[Pointing and labeling entries]

──────────

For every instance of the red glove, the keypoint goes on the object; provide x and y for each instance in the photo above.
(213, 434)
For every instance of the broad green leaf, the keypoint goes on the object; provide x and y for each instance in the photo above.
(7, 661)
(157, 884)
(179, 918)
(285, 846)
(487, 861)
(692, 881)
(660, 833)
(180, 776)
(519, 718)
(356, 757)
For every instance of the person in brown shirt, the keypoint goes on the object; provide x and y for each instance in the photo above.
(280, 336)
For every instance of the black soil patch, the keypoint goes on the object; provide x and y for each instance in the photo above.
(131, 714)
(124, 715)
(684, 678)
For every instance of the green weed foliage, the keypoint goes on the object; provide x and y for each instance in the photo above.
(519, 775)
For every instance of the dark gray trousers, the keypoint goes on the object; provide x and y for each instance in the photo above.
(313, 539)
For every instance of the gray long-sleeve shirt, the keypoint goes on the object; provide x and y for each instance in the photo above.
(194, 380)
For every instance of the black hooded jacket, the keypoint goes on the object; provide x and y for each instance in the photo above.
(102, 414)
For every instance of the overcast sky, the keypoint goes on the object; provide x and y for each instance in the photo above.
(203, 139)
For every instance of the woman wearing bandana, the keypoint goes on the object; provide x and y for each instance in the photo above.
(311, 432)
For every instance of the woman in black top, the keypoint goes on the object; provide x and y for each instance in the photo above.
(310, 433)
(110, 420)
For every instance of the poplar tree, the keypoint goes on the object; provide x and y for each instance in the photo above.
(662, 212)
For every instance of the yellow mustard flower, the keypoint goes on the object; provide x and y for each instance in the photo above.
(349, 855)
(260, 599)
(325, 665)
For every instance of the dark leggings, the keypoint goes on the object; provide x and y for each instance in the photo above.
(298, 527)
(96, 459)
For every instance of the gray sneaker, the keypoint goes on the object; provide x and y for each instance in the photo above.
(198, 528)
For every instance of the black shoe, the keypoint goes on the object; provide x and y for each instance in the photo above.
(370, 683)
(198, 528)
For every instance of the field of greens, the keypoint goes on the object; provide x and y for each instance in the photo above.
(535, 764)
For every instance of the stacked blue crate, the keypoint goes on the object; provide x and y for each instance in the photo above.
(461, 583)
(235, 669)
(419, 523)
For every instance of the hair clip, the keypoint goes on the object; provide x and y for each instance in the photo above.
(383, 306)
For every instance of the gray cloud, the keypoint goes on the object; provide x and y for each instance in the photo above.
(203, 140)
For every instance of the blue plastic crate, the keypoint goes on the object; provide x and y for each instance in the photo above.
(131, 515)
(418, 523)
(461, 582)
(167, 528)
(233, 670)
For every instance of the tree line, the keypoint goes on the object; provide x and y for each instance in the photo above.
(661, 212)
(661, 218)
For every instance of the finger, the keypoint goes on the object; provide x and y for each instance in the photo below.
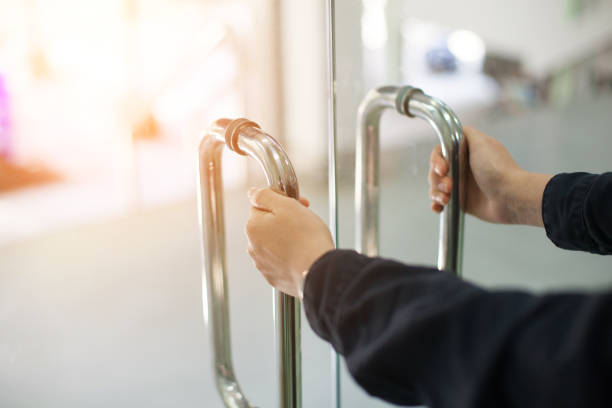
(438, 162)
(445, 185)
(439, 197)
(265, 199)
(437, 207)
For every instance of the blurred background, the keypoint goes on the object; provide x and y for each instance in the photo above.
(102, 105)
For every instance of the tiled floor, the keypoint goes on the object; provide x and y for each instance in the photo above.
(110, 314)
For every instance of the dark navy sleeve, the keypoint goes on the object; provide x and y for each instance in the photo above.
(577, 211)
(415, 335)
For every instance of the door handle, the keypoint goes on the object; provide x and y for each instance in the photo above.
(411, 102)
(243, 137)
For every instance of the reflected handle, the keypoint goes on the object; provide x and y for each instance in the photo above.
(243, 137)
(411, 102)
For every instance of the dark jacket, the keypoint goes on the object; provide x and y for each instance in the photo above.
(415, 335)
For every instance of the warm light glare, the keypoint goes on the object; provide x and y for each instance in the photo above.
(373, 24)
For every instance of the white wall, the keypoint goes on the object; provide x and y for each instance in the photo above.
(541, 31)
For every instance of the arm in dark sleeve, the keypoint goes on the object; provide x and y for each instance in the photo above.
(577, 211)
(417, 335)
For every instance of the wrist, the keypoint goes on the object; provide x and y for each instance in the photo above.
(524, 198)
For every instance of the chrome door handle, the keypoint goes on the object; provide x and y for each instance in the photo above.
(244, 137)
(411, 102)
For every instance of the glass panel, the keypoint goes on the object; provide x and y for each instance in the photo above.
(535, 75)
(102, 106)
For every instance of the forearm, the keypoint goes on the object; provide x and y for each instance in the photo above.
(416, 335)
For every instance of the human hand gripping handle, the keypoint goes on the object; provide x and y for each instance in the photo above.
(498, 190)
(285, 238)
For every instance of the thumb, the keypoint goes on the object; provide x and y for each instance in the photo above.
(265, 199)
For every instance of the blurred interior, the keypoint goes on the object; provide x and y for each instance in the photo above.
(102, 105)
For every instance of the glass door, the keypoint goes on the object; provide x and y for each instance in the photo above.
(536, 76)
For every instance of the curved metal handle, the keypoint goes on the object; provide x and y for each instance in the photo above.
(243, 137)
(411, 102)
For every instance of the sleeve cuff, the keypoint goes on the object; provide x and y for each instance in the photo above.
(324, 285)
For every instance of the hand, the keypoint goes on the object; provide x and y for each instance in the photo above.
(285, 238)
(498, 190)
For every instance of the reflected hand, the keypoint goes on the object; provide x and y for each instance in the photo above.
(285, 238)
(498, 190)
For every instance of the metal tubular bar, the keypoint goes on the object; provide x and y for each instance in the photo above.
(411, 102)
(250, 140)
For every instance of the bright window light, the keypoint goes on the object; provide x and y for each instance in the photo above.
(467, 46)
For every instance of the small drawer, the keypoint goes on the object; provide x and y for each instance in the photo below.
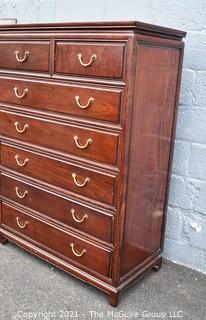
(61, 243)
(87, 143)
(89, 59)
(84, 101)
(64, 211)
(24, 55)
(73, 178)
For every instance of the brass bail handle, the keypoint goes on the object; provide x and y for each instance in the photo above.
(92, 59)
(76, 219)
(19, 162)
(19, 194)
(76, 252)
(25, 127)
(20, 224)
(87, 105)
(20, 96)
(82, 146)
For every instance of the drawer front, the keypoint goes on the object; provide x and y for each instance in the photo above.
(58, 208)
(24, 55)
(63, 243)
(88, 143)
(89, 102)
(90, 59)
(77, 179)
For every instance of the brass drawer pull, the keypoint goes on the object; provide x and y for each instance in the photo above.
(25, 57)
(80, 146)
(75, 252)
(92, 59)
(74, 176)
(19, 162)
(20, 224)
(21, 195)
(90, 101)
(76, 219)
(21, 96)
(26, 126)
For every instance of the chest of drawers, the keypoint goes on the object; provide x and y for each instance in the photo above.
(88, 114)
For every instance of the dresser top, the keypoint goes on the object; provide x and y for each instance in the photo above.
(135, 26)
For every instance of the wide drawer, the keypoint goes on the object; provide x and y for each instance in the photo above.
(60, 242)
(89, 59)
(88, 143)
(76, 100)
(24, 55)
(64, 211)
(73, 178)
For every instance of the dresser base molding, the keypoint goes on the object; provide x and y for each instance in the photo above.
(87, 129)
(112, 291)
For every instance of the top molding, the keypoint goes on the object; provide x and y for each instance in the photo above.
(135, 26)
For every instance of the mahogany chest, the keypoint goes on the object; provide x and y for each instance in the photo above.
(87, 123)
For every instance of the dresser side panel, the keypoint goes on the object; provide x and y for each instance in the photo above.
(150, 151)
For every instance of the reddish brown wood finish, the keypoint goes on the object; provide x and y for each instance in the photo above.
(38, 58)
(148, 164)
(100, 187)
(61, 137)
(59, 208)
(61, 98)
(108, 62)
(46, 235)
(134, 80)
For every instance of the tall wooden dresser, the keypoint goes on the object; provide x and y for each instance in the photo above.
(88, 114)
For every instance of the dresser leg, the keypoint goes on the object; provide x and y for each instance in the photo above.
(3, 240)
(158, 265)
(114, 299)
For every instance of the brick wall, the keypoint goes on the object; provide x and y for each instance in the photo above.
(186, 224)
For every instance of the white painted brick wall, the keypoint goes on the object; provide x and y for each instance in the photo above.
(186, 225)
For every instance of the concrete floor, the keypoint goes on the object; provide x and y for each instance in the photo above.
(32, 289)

──────────

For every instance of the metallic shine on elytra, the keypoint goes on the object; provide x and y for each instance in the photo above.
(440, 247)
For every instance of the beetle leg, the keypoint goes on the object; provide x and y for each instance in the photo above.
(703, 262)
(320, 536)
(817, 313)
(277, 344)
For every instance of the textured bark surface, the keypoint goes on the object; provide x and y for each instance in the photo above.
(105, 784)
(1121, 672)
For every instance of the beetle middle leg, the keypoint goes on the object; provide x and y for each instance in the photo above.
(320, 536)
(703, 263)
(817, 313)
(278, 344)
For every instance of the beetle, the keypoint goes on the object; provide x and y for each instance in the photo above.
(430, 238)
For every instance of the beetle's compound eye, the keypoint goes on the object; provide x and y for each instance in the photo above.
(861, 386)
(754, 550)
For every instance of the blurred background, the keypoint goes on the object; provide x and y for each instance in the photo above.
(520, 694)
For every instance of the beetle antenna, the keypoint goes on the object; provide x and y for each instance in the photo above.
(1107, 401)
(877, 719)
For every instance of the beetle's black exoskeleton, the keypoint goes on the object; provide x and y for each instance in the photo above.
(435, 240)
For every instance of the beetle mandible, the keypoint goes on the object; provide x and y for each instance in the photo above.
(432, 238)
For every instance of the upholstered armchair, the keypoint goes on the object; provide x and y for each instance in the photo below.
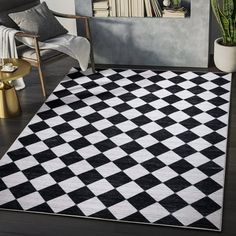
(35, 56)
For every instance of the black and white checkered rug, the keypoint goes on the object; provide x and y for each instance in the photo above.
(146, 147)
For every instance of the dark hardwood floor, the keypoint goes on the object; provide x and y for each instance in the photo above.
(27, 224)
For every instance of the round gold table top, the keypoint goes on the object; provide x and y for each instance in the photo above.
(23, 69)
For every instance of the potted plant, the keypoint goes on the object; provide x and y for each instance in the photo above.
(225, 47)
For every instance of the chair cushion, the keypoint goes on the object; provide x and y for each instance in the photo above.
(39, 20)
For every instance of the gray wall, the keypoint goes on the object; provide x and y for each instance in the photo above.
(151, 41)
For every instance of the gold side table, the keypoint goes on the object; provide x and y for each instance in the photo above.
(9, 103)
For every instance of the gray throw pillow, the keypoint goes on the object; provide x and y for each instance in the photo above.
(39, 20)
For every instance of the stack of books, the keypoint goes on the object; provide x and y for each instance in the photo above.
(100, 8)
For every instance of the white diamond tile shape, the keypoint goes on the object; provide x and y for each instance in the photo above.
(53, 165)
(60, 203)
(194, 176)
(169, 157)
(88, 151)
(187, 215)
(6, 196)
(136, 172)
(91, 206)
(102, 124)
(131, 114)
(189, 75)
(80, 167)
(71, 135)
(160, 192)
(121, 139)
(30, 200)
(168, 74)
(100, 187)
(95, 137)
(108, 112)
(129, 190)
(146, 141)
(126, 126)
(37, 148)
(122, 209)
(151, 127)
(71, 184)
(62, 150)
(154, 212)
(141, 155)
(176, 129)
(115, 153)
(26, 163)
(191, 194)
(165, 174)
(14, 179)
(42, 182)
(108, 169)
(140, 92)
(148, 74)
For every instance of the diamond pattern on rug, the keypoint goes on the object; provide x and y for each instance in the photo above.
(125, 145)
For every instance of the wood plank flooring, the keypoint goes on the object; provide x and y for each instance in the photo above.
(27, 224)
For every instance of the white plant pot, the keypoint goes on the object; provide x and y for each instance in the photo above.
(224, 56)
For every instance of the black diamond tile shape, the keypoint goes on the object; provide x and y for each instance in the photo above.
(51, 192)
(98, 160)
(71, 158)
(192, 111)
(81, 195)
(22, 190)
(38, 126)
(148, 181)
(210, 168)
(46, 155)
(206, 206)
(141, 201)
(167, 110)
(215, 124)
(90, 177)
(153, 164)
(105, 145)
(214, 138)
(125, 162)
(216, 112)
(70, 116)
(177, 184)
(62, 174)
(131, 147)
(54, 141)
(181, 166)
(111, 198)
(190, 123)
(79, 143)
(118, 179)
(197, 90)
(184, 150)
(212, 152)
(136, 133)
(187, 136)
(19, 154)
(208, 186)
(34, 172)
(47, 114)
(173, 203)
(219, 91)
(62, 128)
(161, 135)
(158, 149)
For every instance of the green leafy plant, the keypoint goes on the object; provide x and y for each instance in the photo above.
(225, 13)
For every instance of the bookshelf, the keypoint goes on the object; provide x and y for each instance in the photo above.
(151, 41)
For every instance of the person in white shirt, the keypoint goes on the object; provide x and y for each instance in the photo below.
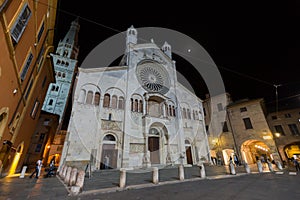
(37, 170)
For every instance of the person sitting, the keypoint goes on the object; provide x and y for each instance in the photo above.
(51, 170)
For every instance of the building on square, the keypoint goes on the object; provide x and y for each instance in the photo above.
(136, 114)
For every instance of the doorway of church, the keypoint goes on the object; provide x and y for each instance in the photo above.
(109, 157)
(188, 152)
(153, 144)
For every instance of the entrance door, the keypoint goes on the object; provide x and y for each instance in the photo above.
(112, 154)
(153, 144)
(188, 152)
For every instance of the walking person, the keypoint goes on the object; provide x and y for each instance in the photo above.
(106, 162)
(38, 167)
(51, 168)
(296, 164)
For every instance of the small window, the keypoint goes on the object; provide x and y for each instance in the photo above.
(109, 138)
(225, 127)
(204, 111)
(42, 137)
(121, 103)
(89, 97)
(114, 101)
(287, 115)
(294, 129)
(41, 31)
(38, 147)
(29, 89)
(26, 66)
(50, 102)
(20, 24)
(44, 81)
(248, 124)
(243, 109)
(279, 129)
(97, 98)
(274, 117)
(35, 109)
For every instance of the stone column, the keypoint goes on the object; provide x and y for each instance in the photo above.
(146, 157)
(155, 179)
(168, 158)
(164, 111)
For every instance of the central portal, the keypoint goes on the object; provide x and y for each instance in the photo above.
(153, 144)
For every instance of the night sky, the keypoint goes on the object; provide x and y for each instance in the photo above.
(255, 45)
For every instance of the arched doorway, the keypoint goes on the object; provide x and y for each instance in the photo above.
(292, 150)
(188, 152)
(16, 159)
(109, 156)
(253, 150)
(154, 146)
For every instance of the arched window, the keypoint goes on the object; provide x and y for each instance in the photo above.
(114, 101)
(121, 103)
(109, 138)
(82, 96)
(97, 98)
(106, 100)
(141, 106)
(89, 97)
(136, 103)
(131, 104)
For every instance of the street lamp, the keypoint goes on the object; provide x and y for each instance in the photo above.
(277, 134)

──────────

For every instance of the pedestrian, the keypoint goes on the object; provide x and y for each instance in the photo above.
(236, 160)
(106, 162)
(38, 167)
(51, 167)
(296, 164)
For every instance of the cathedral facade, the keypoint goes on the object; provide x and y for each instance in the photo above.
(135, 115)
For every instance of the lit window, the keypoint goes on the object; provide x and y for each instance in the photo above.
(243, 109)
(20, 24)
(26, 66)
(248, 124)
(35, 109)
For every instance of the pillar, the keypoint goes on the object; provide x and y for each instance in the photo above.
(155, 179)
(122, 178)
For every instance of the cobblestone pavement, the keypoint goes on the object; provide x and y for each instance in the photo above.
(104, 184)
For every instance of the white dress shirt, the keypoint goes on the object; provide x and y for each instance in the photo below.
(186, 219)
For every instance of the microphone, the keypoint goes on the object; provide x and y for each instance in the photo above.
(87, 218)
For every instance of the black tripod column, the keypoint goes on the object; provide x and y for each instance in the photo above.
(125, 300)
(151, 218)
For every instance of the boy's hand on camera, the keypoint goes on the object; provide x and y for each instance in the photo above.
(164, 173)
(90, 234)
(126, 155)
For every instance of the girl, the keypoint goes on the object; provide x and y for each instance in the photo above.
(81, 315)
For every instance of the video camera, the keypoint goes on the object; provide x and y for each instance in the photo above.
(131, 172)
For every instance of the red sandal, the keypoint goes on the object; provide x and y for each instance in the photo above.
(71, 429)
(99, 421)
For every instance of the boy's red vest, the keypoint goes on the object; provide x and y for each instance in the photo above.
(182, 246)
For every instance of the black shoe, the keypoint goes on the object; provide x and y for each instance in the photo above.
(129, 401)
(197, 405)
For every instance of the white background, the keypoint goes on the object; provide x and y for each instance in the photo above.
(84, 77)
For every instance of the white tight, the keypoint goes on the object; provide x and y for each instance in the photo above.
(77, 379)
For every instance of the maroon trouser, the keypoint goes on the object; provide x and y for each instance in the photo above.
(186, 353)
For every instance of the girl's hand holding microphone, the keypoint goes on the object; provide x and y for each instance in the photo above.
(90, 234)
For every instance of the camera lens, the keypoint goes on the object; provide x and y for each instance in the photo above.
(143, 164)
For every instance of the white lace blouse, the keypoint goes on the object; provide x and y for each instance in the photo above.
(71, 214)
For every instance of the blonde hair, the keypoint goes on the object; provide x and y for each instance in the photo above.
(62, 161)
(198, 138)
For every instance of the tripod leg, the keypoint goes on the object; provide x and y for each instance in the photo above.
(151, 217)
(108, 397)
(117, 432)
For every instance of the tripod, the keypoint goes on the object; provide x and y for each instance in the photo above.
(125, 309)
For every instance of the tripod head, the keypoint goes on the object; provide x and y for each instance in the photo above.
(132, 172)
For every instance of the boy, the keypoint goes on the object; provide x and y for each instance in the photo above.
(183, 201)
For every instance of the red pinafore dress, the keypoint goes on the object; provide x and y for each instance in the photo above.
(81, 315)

──────────

Set exercise>
Count the lines of the records above that contain the string "chest". Reply with the number alone.

Finished task>
2